# TASK INPUTS

::::

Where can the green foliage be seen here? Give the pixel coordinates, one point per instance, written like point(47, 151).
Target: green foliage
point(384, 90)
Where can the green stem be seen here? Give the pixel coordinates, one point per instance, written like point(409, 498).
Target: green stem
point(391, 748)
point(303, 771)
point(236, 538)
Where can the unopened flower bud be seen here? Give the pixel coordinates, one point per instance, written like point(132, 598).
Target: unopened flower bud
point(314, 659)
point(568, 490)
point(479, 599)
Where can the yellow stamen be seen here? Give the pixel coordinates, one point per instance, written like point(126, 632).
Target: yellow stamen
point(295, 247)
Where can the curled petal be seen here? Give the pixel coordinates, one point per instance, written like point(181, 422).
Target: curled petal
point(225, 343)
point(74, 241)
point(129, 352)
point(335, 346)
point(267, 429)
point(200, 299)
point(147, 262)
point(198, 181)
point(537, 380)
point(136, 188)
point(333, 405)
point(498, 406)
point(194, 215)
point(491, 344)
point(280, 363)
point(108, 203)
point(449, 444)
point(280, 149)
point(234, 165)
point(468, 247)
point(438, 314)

::::

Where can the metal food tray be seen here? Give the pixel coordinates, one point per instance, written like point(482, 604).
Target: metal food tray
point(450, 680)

::::

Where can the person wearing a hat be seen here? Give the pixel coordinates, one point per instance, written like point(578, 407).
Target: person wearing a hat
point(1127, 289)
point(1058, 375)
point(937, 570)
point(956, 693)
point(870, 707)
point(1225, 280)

::::

# EXERCISE GOAL
Could you return exactly the lines above from the line with "Where can the yellow" to the line with "Where can the curled", both included, and nothing else?

# ANSWER BOX
Where can the yellow stamen be seen here? Give the pixel coordinates, one point per instance, written like point(126, 632).
Target: yellow stamen
point(295, 247)
Where can the curled petal be seen here? Give the pixel coordinates, one point per instance, written like point(181, 422).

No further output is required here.